**ТЕКСТ ДЛЯ ЧТЕНИЯ**.
Лисицын Д. Ф. – амплуа молодых людей в драмах, водевилях и опе­рах; Лисицына М. И. – актриса на роли по назначению; Гудков И. Г. – амплуа комиков-буфф, резонеров и простаков в водевилях, операх и драмах; Ударцева Е. В. – амплуа комическое, девиц, старых, благородных матерей, сварливых женщин, деревенских баб; Григорьев И. Ф. – амплуа комиков- буфф и простаков; Богданов Е. А. – амплуа все; Слижевич М. Н. – актер, режиссер, библиотекарь и костюмер; Слижевич А. П. – актриса на роли по назначению; Сергеев В. – художник-декоратор; Лебедев А. А. – актер, амп­луа молодых людей, военных в водевилях, драмах и операх; Лебедева Л. А. – актриса на роли по назначению; Харитонов М. П. – актер и музыкант; Орлов П. Ф. – актер и суфлер; Карачаров В. И. – театральный бутафор, разносчик; Андреева Д. – актриса в драмах, комедиях, водевилях, операх.

После отъезда Рассказова с женой в Москву дирекция, озабоченная потерей ведущих актеров, а следовательно, отменой ряда спектаклей, пы­талась как-то поправить дело. К несчастью, серьезно заболел антрепренер Маркевич и сам уже не мог вести дело.

Актеры в летние месяцы почти не играли, да и в активный зимний се­зон представления давались два-три раза в неделю. Играли в основном во­девили. Сборы от спектаклей сильно упали. Цена по тем временам была, конечно, довольно высокой. Например, ложа стоила пять рублей, ложа бе­нуара – четыре рубля. В каждой ложе ставилось по шесть стульев, но не запрещалось входить туда и большему числу персон. Артисты получали жа­лованье очень небольшое. Самые лучшие из них имели не более пятидеся­ти рублей в месяц. Театр постоянно нуждался в средствах, и дирекция изыскивала любые возможности, чтобы как-то поддерживать актеров. Ча­сто обращались к состоятельным людям Иркутска с просьбой помочь теа­тру. Сам Аркадий Похвиснев больше занимался репертуаром, а хозяйст­венную часть вел ее заведующий, золотопромышленник и известный бла­готворитель С. Ф. Соловьев, дававший театру из своих средств по двадцать пять тысяч рублей в сезон. И театр жил и давал представления.

Известный врач и общественный деятель, уроженец Иркутска Н. А. Бе­логоловый писал в своих воспоминаниях: «Меня в 1847 году отправили учиться в Москву, а в 1854 году, когда я приехал студентом домой на ва­кацию, то я нашел настоящий театр, в весьма поместительном и специаль­но выстроенном здании, с ложами, с постоянной труппой, с репертуарами из пьес Гоголя, Островского и т. п.».

**ЧТО СДЕЛАТЬ**. Объясните по тексту для чтения, почему дирекция после отъезда Рассказова с женой в Москву пыталась поправить дело. Ответ дайте одним-двумя предложениями.

**БЛОК МАТЕРИАЛА**.
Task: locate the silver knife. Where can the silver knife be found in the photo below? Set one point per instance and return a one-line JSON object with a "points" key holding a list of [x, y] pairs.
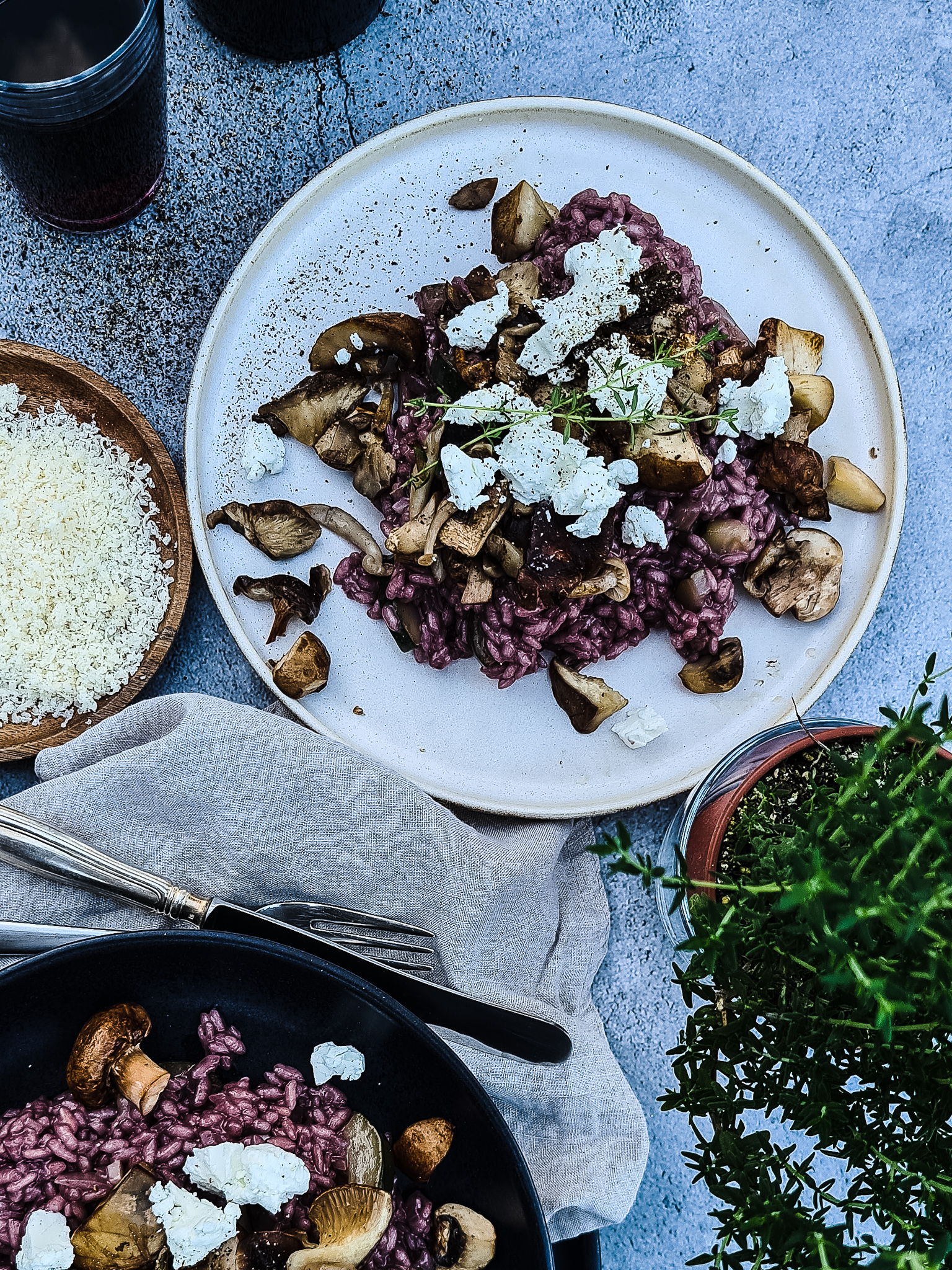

**ПОЛЕ ОТВЕТА**. Дирекция была озабочена потерей ведущих актеров, а следовательно, отменой ряда спектаклей.